→ What to work on
Count how many lines of the entries below contain the string "task". Case counts, so give only the number of lines with a case-sensitive match.

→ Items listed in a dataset
※

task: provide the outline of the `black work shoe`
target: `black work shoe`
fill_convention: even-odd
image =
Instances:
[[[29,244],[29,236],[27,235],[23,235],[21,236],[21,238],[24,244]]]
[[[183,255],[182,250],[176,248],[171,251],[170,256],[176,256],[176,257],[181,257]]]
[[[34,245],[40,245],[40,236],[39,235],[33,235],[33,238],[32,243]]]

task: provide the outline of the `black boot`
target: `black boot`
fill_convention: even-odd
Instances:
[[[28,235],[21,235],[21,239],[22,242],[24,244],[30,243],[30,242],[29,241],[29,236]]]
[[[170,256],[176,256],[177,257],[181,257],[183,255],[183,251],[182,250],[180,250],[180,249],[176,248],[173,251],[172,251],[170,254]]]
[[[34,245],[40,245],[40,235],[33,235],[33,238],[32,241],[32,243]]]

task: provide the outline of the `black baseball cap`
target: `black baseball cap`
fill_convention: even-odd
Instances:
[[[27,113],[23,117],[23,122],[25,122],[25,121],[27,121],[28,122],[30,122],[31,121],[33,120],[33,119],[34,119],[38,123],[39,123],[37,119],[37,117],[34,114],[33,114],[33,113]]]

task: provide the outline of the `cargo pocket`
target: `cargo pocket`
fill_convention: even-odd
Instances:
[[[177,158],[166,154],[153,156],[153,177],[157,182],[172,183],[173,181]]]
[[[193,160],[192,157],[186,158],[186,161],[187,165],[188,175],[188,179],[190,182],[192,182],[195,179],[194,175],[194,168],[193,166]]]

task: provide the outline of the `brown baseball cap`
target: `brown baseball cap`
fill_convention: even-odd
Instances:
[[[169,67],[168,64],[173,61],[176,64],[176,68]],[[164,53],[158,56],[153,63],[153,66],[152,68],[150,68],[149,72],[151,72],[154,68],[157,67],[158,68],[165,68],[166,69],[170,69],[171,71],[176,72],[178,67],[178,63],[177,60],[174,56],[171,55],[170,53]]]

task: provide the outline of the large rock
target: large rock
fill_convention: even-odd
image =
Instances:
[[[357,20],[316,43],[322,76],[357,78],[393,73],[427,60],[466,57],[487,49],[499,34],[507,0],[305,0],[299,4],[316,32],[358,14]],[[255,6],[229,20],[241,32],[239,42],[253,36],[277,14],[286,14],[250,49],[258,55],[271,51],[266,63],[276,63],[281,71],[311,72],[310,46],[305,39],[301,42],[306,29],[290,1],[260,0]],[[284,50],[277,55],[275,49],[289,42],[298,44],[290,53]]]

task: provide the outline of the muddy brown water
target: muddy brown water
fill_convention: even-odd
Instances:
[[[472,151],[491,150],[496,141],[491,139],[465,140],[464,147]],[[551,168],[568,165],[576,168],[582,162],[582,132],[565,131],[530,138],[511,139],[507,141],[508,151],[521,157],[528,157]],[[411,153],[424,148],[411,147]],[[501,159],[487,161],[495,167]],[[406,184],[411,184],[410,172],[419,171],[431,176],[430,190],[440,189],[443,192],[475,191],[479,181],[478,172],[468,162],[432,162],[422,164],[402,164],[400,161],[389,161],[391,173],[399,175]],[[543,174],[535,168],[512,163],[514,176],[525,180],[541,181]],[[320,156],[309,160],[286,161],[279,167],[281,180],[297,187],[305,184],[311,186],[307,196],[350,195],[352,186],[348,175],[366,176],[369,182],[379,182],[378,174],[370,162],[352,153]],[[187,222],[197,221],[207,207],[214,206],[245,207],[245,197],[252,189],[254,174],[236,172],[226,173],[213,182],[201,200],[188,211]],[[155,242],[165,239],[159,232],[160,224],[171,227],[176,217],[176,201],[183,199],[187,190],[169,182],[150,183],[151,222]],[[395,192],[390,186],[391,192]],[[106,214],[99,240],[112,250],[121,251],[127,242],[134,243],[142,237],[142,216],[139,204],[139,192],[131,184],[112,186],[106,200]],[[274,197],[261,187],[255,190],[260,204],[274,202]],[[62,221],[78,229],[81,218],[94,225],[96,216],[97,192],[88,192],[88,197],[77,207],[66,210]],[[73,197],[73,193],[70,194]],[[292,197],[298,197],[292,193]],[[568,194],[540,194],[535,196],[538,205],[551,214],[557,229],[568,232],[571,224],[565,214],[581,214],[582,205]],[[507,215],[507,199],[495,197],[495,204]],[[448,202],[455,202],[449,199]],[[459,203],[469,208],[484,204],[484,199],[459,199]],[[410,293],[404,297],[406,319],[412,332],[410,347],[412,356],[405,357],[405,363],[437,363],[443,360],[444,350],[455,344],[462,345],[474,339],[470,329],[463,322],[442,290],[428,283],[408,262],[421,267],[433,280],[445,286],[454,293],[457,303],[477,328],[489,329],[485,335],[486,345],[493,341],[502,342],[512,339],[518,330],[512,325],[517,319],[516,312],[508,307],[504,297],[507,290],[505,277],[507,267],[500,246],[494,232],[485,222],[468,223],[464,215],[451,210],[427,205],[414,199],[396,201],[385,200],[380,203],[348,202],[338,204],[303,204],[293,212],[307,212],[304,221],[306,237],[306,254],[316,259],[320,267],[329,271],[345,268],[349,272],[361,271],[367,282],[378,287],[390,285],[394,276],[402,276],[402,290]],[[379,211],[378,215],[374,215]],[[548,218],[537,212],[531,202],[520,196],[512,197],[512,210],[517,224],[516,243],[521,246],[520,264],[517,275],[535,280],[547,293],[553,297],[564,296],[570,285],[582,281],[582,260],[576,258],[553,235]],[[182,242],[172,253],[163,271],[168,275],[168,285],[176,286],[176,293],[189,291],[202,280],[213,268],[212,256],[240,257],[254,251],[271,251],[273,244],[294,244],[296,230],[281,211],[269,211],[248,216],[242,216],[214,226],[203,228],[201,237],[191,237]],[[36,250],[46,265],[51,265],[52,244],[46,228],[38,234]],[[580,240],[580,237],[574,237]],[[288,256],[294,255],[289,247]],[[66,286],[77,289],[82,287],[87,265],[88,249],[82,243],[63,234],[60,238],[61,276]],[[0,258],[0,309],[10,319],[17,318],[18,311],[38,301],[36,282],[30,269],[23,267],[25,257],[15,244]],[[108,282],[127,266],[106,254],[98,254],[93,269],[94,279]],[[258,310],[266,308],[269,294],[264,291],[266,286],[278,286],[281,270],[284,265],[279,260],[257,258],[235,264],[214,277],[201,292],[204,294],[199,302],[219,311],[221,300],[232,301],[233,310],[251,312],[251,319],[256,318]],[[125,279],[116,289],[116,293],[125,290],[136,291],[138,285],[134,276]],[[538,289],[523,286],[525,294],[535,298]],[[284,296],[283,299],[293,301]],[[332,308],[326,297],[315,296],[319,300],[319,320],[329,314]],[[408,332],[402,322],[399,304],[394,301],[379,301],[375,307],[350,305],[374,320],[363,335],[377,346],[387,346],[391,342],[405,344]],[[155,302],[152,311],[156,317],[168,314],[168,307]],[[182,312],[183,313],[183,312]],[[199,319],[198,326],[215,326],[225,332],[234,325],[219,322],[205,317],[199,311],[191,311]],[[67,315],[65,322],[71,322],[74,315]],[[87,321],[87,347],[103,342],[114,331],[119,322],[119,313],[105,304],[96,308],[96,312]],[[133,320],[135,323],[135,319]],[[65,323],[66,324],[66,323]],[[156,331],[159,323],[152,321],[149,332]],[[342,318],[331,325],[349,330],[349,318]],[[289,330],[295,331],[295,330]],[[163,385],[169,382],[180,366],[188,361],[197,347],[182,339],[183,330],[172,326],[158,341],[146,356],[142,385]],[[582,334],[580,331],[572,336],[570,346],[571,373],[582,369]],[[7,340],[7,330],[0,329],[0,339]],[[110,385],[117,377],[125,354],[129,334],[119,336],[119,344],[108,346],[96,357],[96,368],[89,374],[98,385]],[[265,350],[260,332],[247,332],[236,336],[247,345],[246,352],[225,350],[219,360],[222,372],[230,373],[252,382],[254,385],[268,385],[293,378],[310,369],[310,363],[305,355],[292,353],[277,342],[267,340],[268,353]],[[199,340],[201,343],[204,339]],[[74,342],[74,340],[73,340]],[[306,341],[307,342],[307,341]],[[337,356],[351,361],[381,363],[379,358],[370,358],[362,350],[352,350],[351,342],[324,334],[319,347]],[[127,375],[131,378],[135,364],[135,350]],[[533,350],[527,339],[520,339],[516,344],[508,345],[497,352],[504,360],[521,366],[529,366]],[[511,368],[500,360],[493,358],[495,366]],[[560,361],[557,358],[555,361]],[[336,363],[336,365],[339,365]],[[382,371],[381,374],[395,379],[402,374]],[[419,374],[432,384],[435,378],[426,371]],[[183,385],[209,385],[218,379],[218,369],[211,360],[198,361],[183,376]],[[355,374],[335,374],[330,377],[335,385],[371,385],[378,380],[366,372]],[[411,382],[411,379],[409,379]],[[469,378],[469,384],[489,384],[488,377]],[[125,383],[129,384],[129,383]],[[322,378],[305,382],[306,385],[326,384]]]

※

→ The result
7